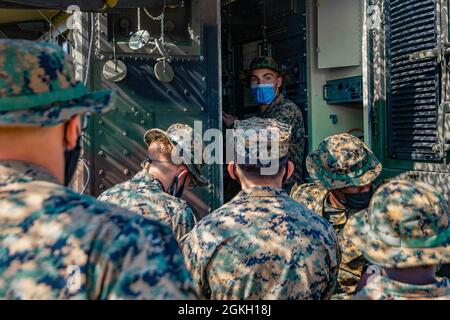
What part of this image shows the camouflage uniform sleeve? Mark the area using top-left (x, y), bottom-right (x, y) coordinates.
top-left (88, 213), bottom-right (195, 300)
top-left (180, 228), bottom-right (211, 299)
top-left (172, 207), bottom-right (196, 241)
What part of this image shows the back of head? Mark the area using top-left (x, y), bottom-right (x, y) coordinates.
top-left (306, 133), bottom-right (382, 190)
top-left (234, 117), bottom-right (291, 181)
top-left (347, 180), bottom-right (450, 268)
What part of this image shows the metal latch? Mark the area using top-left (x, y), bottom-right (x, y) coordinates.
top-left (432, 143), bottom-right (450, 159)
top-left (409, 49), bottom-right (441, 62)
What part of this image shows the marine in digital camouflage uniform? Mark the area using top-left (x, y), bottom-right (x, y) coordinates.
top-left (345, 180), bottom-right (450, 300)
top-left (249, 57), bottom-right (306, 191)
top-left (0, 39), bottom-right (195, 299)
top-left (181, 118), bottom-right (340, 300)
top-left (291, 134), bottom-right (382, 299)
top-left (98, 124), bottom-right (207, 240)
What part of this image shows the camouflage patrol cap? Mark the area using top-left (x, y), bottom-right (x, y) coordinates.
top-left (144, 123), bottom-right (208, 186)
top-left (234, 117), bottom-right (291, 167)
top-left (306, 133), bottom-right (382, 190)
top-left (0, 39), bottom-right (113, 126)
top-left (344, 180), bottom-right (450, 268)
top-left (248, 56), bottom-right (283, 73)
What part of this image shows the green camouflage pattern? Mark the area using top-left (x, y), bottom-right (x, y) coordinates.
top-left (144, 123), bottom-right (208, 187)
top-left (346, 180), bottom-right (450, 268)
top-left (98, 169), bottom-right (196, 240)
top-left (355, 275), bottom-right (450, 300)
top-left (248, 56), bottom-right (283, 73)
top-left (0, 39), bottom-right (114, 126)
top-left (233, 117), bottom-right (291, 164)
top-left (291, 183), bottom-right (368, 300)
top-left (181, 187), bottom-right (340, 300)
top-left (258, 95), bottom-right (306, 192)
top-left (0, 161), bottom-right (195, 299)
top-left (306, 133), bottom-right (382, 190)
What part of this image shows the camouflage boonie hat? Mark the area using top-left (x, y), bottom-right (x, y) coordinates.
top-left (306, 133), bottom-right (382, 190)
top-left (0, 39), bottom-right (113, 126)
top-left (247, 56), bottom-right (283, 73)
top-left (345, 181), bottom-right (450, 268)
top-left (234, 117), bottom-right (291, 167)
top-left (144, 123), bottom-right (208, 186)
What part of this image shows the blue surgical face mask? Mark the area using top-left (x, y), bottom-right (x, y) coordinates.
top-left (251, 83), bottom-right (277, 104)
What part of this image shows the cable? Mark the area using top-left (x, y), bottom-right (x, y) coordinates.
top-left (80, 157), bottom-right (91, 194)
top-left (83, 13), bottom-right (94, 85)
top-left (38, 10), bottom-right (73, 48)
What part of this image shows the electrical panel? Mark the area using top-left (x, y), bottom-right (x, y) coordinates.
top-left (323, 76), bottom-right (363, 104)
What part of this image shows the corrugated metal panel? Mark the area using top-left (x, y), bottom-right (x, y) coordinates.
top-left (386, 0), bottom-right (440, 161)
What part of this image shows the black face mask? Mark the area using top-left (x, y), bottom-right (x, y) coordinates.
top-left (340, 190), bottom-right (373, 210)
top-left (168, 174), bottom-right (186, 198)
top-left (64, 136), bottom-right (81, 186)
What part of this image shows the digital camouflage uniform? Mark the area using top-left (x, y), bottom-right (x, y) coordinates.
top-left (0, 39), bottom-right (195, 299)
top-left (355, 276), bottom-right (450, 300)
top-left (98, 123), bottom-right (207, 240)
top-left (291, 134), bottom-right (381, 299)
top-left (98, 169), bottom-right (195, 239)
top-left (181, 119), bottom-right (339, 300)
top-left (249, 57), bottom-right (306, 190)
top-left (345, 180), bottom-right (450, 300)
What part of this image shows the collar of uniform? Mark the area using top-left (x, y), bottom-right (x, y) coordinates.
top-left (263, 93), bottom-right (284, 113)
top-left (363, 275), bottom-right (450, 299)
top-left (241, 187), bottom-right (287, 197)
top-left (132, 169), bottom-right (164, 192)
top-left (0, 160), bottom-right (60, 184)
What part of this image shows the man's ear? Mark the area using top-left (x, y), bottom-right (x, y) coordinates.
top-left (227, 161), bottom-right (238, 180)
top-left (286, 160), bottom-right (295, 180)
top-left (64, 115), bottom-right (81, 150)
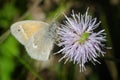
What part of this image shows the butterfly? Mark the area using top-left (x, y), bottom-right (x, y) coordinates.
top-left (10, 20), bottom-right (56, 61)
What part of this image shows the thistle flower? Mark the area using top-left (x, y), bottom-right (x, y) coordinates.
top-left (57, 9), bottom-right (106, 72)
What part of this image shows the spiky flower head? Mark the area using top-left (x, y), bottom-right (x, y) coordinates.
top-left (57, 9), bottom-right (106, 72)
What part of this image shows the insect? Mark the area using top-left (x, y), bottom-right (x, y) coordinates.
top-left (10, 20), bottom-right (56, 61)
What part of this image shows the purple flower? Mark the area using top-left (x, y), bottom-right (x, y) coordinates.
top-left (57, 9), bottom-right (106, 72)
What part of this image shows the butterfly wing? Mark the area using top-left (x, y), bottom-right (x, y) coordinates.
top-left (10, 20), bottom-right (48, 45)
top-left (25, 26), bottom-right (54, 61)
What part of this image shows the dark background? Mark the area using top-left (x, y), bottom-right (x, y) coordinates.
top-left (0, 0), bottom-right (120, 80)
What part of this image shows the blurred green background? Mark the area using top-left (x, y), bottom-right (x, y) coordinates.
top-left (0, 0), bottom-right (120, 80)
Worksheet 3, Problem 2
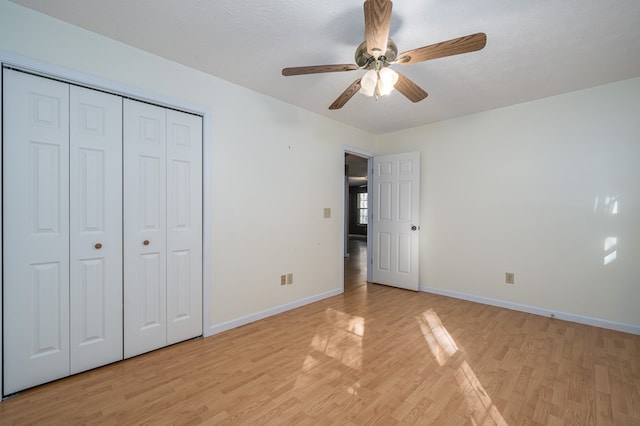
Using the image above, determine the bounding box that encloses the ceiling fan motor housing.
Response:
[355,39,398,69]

------------------------------

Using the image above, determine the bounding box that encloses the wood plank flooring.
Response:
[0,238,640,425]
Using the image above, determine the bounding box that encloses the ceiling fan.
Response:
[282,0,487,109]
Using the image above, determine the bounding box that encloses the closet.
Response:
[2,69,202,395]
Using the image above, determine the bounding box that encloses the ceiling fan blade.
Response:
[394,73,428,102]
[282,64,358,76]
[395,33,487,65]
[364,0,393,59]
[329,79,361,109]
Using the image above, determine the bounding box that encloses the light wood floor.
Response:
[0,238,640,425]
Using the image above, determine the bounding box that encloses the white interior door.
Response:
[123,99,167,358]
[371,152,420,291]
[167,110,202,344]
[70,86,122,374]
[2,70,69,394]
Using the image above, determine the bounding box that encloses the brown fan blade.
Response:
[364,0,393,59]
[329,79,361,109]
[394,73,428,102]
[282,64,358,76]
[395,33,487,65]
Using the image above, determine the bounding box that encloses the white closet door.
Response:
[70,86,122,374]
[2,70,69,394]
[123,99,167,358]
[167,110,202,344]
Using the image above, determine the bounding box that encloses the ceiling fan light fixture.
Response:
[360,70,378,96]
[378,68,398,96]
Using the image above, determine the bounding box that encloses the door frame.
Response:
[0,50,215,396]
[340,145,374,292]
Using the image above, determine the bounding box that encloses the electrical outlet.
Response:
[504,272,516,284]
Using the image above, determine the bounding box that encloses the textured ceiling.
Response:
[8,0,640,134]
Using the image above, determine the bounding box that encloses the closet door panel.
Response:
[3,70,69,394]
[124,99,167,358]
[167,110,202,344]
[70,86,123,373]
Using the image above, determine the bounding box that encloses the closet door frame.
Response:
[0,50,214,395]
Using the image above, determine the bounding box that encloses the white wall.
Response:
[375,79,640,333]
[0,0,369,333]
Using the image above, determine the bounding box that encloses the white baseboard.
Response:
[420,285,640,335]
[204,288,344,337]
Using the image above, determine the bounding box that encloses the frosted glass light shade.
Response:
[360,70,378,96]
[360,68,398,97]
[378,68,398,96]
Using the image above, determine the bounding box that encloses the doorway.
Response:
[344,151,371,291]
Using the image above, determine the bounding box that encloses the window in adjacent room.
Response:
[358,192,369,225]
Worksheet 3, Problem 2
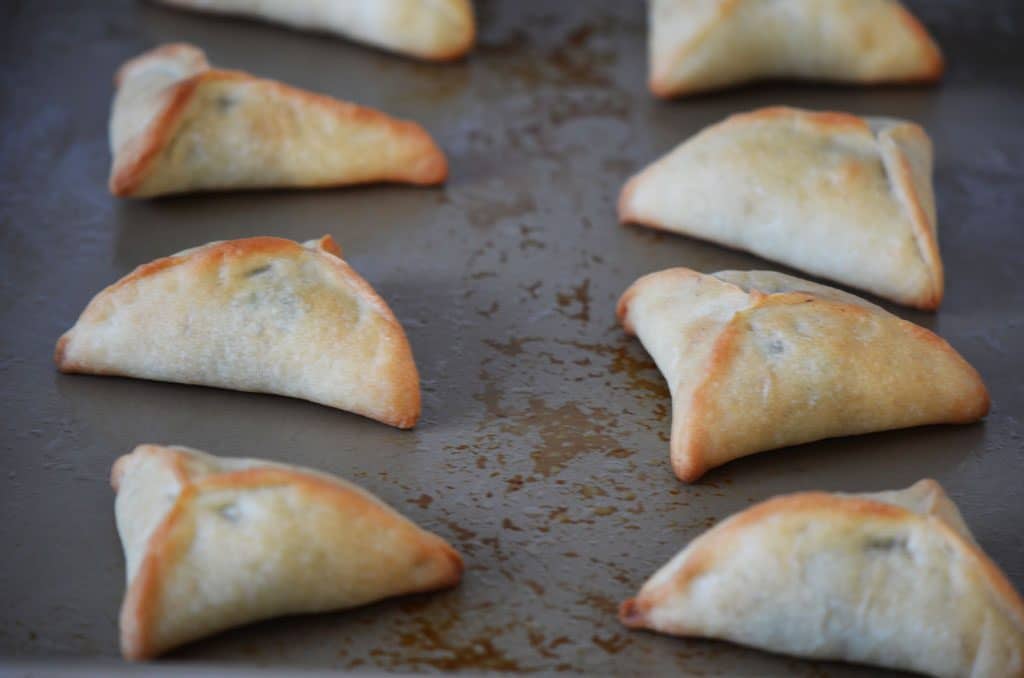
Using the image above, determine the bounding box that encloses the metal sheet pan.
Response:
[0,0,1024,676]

------------------------------

INSTRUCTIONS FOR THE TASK :: Express the lines from the one with "What part of this image shows the camouflage uniform" to the one with "top-left (347, 180), bottom-right (450, 268)", both included, as a JSON list of strings with one string per line and blank lines omitted.

TASK RESPONSE ::
[
  "What part of this image shows the camouflage uniform sleeve? Mark the area using top-left (x, y), bottom-right (x, y) coordinates.",
  "top-left (88, 213), bottom-right (195, 300)",
  "top-left (180, 228), bottom-right (211, 299)",
  "top-left (172, 207), bottom-right (196, 241)",
  "What part of this image shows the back of head? Mark the area using top-left (x, y), bottom-right (x, y) coordinates.",
  "top-left (306, 133), bottom-right (382, 190)",
  "top-left (234, 117), bottom-right (291, 181)",
  "top-left (347, 180), bottom-right (450, 268)"
]